Return every line of the material below, copying each one without any change.

____ Records supplied

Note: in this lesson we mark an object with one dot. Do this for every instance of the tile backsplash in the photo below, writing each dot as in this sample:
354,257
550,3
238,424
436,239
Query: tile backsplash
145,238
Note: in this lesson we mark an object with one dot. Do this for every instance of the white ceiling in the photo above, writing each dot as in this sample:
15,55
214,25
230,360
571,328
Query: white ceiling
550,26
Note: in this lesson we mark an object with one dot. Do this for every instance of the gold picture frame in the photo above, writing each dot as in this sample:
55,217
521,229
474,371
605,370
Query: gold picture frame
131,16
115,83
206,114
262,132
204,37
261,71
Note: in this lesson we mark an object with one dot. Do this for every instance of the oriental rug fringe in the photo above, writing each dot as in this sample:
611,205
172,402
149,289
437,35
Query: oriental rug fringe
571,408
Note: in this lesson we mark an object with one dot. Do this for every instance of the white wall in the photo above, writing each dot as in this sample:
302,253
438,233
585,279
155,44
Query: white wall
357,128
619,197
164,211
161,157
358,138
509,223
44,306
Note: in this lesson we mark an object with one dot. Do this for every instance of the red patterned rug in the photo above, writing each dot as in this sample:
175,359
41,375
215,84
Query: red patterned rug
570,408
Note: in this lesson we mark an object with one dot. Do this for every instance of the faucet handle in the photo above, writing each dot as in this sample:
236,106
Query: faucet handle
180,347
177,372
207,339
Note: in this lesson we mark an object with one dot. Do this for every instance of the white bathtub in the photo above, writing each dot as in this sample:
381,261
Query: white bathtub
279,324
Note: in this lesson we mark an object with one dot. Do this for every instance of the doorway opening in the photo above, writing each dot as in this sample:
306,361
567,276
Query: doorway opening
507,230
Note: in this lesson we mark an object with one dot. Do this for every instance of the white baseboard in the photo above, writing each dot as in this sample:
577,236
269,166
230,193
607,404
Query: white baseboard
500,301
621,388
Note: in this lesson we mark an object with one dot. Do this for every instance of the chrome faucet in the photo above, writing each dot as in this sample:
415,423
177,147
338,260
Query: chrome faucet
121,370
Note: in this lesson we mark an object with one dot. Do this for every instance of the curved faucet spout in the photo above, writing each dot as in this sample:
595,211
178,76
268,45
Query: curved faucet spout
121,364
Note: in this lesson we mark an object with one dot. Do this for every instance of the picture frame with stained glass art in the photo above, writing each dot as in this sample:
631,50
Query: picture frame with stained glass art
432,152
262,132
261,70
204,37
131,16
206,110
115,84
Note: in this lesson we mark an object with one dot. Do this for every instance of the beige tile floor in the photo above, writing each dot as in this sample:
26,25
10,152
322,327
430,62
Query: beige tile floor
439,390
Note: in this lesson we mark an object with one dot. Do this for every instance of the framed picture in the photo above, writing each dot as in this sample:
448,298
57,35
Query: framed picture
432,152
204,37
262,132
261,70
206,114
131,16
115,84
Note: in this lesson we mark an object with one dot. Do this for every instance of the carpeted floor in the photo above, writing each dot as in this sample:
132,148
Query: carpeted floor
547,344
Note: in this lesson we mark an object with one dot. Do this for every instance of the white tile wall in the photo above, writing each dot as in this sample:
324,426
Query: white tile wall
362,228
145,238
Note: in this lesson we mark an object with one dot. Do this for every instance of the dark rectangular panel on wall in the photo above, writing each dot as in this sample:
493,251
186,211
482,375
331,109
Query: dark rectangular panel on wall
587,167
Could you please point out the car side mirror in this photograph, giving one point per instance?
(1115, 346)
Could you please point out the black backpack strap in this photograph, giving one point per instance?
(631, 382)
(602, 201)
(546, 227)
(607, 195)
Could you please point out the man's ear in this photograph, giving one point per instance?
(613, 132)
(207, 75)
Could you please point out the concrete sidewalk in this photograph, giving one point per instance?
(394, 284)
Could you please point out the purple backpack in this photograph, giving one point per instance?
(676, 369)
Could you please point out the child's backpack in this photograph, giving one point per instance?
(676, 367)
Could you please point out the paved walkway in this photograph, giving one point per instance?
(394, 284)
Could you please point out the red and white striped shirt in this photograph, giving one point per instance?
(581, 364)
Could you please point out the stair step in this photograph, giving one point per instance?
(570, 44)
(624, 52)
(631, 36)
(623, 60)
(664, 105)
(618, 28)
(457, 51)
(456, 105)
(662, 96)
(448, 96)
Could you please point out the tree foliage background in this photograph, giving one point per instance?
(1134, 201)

________

Solution for this task =
Note: in this lesson we mark an object with one dot. Do this for every instance of the tile backsplash in the photo below, writing each dot as in this sample:
354,257
550,3
238,424
436,239
Query: tile backsplash
145,238
Note: in this lesson we mark an object with one dot. Do this for every instance of the white ceiling in the photo above, writing each dot as in this sample:
15,55
214,25
230,360
571,328
Query: white ceiling
550,26
Note: in this lesson we mark an object with one dot. Do this for every instance of the gold picture frame in the photo above, writing each dot as in this sample:
55,217
521,229
474,371
605,370
Query: gold picture frame
131,16
115,83
206,114
262,132
204,37
261,71
Note: in this lesson we mark an object with one dot. Do this for every instance of the oriental rug fringe in the photo above, writing each dot as in this sample:
611,205
172,402
149,289
437,35
Query: oriental rug fringe
571,408
Note: in this lesson we mark an object with one dot. Do this for every instance of the white wall in the photo above, writing each dot as in this sample:
302,253
438,233
585,279
155,44
Query: white wall
357,128
619,197
164,211
161,157
358,138
509,223
44,306
Note: in this lesson we mark an object with one dot. Do this for every instance of the red patterned rug in the photo above, writing each dot as in this sample:
175,359
41,375
215,84
Query: red patterned rug
570,408
Note: in this lesson we mark an object with one dot. Do this for every instance of the faucet handle in the photo above, writing each dot as in this sample:
236,106
Query: faucet handle
180,347
177,372
207,339
Note: in this lesson we mark an object with one dot. Do this for every instance of the white bathtub in the photo above, writing each dot as in this sample:
381,261
Query: white bathtub
279,324
Note: in this lesson we mark an object with one dot. Do this for every instance of the doorway opening in the photo above, writing each dot as in this sample:
306,361
567,276
Query: doorway opening
507,230
Note: in this lesson we mark an object with one dot. Do this for every instance of the white baseboard in the photo above, writing each dot as in this sample:
577,236
269,166
230,193
607,404
Query: white baseboard
500,301
621,388
Note: in this lesson we mark an object with one dot. Do this for every instance of the chrome faucet in the photo above, writing each dot as in this sample:
415,423
177,147
338,260
Query: chrome faucet
121,370
Note: in this lesson we mark an object with one dot. Do this for every instance of the curved faucet spout in the photo above, writing each dot as in this sample:
595,211
178,76
268,45
Query: curved faucet spout
121,364
Note: in this lesson we mark an object with one dot. Do this for every instance of the picture frame with stained glass art in the photo above, writing each dot as in this sample:
631,50
Query: picture frame with stained glass art
432,152
262,132
261,70
204,37
131,16
206,110
115,84
Note: in this lesson we mark an object with one dot. Do this for every instance of the beige tile floor in the photo above, writing each dot as in this sample:
26,25
10,152
322,327
430,62
Query: beige tile floor
439,390
Note: in this lesson we mark an object with one dot. Do this for every instance of the framed picture in the photo above, writing each dot as in this sample:
448,298
57,35
Query: framed picture
432,152
204,37
262,132
261,70
206,114
131,16
115,84
Note: in this lesson we mark an object with one dot. Do this for every instance of the carpeted floor in the photo above, writing each dot as in this sample:
132,148
Query: carpeted floor
547,344
Note: in this lesson we mark an object with one dot. Do this for every instance of the white tile wall in the photo above, writing each dot as in this sample:
324,426
Query: white tile wall
362,228
145,238
Note: in this lesson we mark an object with one dot. Do this for every instance of the dark rectangular panel on wall in the photo above, writing each dot as in this sample:
493,251
186,211
482,375
331,109
Query: dark rectangular panel on wall
587,167
Could you please point out the car side mirror in this photograph, giving one point per instance?
(1115, 346)
Could you please point out the black backpack strap in this photograph, giving one point per instance?
(631, 382)
(602, 201)
(546, 227)
(607, 195)
Could you please point out the man's ear in this photograph, giving one point per instance?
(613, 132)
(207, 75)
Could you please point out the concrete sidewalk in this photograph, giving one point per instance?
(394, 284)
Could you please point out the purple backpack in this photograph, giving one point per instance?
(676, 369)
Could you please point out the child's backpack in this photograph, giving one point per instance?
(676, 367)
Could you please point out the paved walkway in this photograph, giving one point per instance?
(394, 284)
Could you please point out the red and white striped shirt in this photograph, giving one point per instance?
(581, 364)
Could you please point out the stair step in this photograph, giving one point per instance?
(570, 44)
(624, 52)
(631, 36)
(623, 60)
(664, 105)
(618, 28)
(457, 51)
(456, 105)
(662, 96)
(448, 96)
Could you please point out the tree foliage background in this photograph, giving one point per instance?
(1134, 201)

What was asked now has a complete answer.